■ Source document:
***

That’s a great question! I think they’re both important, but in different ways – and depending on what kind of doctor you think you might want to be?
People who are good at chemistry can be very good at making different sorts of medicines – since most of our medicines are just combinations of different kinds of chemicals. And people who are good at physics can be good at making medical devices – things like pacemakers, for example.
Biology is important too – because thats the subject where you learn all about different sorts of living animals, and how they work – things like circulation and breathing are the types of things you’d be learning about in biology that are important to becoming a doctor.
In university, you do a good mix of all of these subjects. You also do subjects like Medical Ethics, which is where you learn how to be an honest, fair doctor. All of these things come together to make a good doctor!
this really depends on what type of doctor you might want to be. Doctors who work with radiation therapy for cancers, x-rays, MRI scanners and need to know some physics to help them work out what the safe doses are. Similary, doctors who administer lots of drugs to patients and/or monitor their blood for toxins etc… will need to know some chemistry, and more specifically quite a bit of biochemistry. All of them will need to know lots of biology though.
Medicine is such a varied profession, with so many different types of work you could actually end up doing, from surgery, to x-ray imaging, to psychiatry or GP work. If you are thinking about medicine, I wouldnt worry too much about choosing between physics and chemistry at this stage, as you can always learn what you need again in the future. Alternatively you could study both in school!
I would go for chemistry over physics although biology would be the most important science for doctors. Physics are useful too for many medical professionals such as radiographers. In fact the first degree for many radiographers is physics.

***

■ Data excerpt:
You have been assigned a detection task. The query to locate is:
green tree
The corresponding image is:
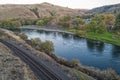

***

■ Prompt A:
Summarize the text on which sciences matter for becoming a doctor in two sentences.
■ Prompt B:
In the text on which sciences matter for becoming a doctor, rewrite the paragraph beginning "Medicine is such a varied profession" as a short bulleted list that keeps its main points.

■ Task result A:
Chemistry helps in making medicines, physics helps in making medical devices such as pacemakers, and biology teaches how living things work, including circulation and breathing. Which science matters most depends on the kind of doctor one wants to be, though all doctors need lots of biology, and university mixes these subjects with others such as Medical Ethics.

■ Task result B:
- Medicine covers many kinds of work, such as surgery, x-ray imaging, psychiatry and GP work.
- There is little need to worry now about choosing between physics and chemistry.
- Whatever is needed can be learned again in the future.
- Another option is to study both in school.